Write the listing out again, all of it, word for word.

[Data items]
================
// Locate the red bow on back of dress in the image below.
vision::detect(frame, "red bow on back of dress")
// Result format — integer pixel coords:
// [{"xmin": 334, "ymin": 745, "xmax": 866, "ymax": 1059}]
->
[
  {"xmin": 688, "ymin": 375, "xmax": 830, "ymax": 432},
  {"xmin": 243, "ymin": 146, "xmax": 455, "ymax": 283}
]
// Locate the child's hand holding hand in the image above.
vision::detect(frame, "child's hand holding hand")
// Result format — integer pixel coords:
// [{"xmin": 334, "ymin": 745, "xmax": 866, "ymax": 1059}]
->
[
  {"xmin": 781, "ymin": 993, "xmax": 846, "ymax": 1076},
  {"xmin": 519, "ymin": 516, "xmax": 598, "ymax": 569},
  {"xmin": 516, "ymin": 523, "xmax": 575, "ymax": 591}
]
================
* **Written solution**
// Locate the red bow on back of dress in the image below.
vision::detect(frame, "red bow on back of dress")
// Result format — integer pixel coords:
// [{"xmin": 334, "ymin": 745, "xmax": 866, "ymax": 1059}]
->
[
  {"xmin": 688, "ymin": 375, "xmax": 830, "ymax": 432},
  {"xmin": 243, "ymin": 146, "xmax": 455, "ymax": 283}
]
// Locate the child's hand holding hand in the image above.
vision::detect(frame, "child's hand holding hand")
// Result format — integer pixel coords:
// [{"xmin": 334, "ymin": 745, "xmax": 866, "ymax": 1059}]
->
[
  {"xmin": 781, "ymin": 993, "xmax": 846, "ymax": 1076},
  {"xmin": 519, "ymin": 516, "xmax": 598, "ymax": 569},
  {"xmin": 516, "ymin": 523, "xmax": 575, "ymax": 591}
]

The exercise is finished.